[EXTRACTED DATA]
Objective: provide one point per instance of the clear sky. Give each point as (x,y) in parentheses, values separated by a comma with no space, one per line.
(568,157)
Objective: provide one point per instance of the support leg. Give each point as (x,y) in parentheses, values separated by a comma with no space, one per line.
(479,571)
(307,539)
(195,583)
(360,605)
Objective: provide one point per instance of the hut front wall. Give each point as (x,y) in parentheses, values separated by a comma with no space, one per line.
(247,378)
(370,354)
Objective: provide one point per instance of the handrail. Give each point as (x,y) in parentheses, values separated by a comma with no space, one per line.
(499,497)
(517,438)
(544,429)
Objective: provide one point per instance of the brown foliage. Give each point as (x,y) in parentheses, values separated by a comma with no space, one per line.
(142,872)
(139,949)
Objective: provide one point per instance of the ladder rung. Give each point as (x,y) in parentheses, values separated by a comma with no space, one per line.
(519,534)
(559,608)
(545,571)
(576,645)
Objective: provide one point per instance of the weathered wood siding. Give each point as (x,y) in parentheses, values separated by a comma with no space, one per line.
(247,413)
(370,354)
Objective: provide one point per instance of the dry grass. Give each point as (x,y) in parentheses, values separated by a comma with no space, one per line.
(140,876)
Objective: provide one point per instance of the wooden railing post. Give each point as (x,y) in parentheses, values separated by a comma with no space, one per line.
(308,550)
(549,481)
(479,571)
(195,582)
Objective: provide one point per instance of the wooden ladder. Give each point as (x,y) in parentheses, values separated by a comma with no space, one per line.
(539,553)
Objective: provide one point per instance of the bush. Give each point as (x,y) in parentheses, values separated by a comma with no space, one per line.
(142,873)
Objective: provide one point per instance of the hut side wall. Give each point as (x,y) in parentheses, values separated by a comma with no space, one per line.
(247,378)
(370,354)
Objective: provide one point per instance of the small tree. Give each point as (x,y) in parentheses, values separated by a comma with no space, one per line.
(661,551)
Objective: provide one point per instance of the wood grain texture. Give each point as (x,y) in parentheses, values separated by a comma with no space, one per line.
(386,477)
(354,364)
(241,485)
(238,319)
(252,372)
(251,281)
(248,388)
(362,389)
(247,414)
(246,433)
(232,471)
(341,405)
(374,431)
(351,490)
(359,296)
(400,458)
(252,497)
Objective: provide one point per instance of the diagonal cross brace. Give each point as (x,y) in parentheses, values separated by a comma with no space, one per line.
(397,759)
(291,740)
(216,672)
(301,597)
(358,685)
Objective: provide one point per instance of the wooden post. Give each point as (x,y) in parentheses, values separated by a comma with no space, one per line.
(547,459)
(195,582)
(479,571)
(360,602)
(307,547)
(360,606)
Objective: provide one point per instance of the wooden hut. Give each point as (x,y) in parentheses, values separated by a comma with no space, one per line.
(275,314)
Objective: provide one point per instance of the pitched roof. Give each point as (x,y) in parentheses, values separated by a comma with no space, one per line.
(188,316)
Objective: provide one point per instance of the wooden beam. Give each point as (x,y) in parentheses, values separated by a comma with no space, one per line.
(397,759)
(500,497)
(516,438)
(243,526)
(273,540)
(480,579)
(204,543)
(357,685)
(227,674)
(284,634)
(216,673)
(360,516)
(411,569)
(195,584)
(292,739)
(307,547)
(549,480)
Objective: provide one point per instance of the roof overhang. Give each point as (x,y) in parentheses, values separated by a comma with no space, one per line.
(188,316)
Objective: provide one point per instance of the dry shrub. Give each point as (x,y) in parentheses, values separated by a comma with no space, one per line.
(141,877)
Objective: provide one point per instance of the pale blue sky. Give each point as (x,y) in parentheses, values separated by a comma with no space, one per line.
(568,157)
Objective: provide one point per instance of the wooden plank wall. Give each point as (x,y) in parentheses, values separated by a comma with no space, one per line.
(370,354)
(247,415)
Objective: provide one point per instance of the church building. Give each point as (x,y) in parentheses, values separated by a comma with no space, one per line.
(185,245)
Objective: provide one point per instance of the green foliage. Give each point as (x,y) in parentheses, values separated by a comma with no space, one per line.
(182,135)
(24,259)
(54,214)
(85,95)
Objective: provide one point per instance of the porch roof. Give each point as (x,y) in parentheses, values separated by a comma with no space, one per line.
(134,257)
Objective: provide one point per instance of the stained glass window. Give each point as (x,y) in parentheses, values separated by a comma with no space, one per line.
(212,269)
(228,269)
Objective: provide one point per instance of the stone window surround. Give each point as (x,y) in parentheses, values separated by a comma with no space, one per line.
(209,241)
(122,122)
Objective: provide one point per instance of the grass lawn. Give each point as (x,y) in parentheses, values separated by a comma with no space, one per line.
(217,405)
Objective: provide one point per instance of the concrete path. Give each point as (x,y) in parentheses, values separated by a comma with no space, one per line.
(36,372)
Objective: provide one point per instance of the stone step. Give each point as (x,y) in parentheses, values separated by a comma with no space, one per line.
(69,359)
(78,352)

[WHAT IS ASKED]
Revise the stretch of records from the line containing "Objective: provide one point per instance of the wooden plank" through the end of the records, replacing "provide one point per instance" with "mark one point for each instance" and leaving everything else the same.

[ANSWER TO THE EXERCISE]
Objective: mark one point for each instance of the wooden plank wall. Give each point as (x,y) in parentheses, values separated by a comma with no space, one per line.
(370,354)
(247,415)
Objective: mark one point for each instance of the church building. Give each point as (x,y) in parentheses, values separated by a comma with no space, one per line.
(185,245)
Objective: mark one point for each instance of the green foliage. Give each point as (x,y) in parentheses, values separated by a comma with no space, one per line.
(182,135)
(24,259)
(54,214)
(85,95)
Objective: mark one point for each instance of the porch roof. Give each point as (x,y) in parentheses, values separated by a comma with no space, one per line.
(134,257)
Objective: mark one point for each instance of the stained glass window. Give each point as (x,y) in parentheses, values separated by a comma with no space, one per line.
(212,269)
(228,269)
Objective: mark one point for each instance of the stone window surround. Give each point as (x,y) in parentheses, values separated by a comma with no space, one per line.
(209,241)
(122,122)
Objective: mark one point for each instance of the grass lawn. Give each point as (x,y) in parentheses, values separated by a comma with no space, one per line.
(217,405)
Objective: mark one point for each instance of the concrete path. Give each point as (x,y) in parentheses, values separated by a comma with no space, one per line.
(36,372)
Objective: mark one point for each instance of the stone step. Give each point as (x,y) in parentheses, values separated by a comma with no space, one per line.
(69,359)
(78,352)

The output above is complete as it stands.